DO THIS -> Reproduce each of the rows below word for word, from the first through the last.

PROVIDED ENTRIES ->
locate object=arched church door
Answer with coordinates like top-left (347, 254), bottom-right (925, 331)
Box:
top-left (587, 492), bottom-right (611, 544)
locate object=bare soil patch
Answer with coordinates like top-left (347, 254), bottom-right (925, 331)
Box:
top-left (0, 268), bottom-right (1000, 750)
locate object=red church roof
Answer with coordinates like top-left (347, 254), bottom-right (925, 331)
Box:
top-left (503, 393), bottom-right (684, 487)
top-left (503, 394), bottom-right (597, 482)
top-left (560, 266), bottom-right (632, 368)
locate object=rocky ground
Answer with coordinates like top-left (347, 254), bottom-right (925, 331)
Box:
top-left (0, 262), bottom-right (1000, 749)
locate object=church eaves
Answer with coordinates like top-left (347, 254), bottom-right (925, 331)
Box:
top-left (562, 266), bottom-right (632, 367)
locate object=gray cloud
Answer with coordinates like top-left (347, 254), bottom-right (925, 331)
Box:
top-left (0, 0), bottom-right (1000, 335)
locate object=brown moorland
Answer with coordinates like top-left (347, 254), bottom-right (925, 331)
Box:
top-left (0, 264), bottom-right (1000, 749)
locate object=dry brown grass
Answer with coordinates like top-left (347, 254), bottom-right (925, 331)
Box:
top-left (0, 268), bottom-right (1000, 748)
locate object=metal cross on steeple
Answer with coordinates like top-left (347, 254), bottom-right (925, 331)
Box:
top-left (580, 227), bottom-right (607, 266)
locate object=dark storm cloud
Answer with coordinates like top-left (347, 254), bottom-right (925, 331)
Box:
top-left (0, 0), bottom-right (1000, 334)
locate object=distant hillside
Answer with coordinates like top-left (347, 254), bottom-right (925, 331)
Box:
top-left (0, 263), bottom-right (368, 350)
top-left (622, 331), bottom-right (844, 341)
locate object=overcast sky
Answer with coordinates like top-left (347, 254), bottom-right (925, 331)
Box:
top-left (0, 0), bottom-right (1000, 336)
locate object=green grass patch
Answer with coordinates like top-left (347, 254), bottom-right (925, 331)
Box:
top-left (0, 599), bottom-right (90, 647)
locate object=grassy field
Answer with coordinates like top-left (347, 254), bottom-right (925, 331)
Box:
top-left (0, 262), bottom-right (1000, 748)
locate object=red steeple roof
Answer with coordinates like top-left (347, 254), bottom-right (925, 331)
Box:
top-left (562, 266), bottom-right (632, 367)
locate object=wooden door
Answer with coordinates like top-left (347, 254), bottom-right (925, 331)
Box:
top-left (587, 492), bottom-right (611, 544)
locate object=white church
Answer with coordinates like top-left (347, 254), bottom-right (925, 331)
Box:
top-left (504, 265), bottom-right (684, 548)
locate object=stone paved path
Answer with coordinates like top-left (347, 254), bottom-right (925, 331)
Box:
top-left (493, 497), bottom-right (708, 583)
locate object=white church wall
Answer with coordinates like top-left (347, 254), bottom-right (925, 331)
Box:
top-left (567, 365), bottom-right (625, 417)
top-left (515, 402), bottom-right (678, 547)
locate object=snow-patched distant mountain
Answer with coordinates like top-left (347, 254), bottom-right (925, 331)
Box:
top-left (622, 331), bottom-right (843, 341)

OUTPUT OF THE TASK ->
locate object=arched church door
Answer with coordinates like top-left (347, 254), bottom-right (925, 331)
Box:
top-left (587, 492), bottom-right (611, 544)
locate object=bare soil patch
Answer with coordinates like top-left (347, 254), bottom-right (925, 331)
Box:
top-left (0, 268), bottom-right (1000, 750)
locate object=red church roof
Answer with coordinates like top-left (347, 254), bottom-right (925, 331)
Box:
top-left (503, 393), bottom-right (684, 487)
top-left (503, 394), bottom-right (597, 482)
top-left (560, 266), bottom-right (632, 368)
locate object=rocky ground
Answer with coordinates like top-left (347, 254), bottom-right (925, 331)
Box:
top-left (0, 262), bottom-right (1000, 749)
locate object=church eaves
Answer with coordinates like top-left (347, 254), bottom-right (925, 331)
Box:
top-left (562, 266), bottom-right (632, 367)
locate object=gray cloud
Answer with coordinates like top-left (347, 254), bottom-right (925, 331)
Box:
top-left (0, 0), bottom-right (1000, 335)
locate object=brown moorland
Answer with coordinates like top-left (347, 254), bottom-right (925, 331)
Box:
top-left (0, 264), bottom-right (1000, 749)
locate object=dry brown grass
Answer with coordinates like top-left (347, 254), bottom-right (925, 331)
Box:
top-left (0, 268), bottom-right (1000, 748)
locate object=metal cross on steeple
Answer with coordinates like top-left (347, 254), bottom-right (925, 331)
Box:
top-left (580, 227), bottom-right (607, 266)
locate object=dark storm cloud
Answer with coordinates like top-left (347, 254), bottom-right (925, 331)
Box:
top-left (0, 0), bottom-right (1000, 334)
locate object=distant hillside
Answer with coordinates like top-left (347, 254), bottom-right (925, 331)
Box:
top-left (0, 263), bottom-right (368, 350)
top-left (622, 331), bottom-right (844, 341)
locate object=overcast sky
Answer with coordinates like top-left (347, 254), bottom-right (925, 331)
Box:
top-left (0, 0), bottom-right (1000, 336)
locate object=green grass patch
Answer with coordinates like top-left (347, 254), bottom-right (925, 331)
Box:
top-left (0, 599), bottom-right (90, 647)
locate object=grassy field
Answer with coordinates like top-left (347, 254), bottom-right (925, 331)
Box:
top-left (0, 262), bottom-right (1000, 748)
locate object=red steeple roof
Answer with coordinates like top-left (347, 254), bottom-right (925, 331)
Box:
top-left (562, 266), bottom-right (632, 367)
locate object=wooden door
Answer with coordinates like top-left (347, 254), bottom-right (925, 331)
Box:
top-left (587, 492), bottom-right (611, 544)
locate object=white church
Answer with coordinates like top-left (347, 254), bottom-right (925, 331)
Box:
top-left (504, 265), bottom-right (684, 548)
locate object=stone paved path
Answer with coordinates like top-left (347, 254), bottom-right (925, 331)
Box:
top-left (493, 497), bottom-right (708, 583)
locate object=white church wall
Answer with coordinates like top-left (347, 254), bottom-right (925, 331)
Box:
top-left (567, 365), bottom-right (625, 417)
top-left (515, 402), bottom-right (678, 547)
locate object=snow-patched distant mountain
Answer with coordinates like top-left (347, 254), bottom-right (925, 331)
Box:
top-left (622, 331), bottom-right (843, 341)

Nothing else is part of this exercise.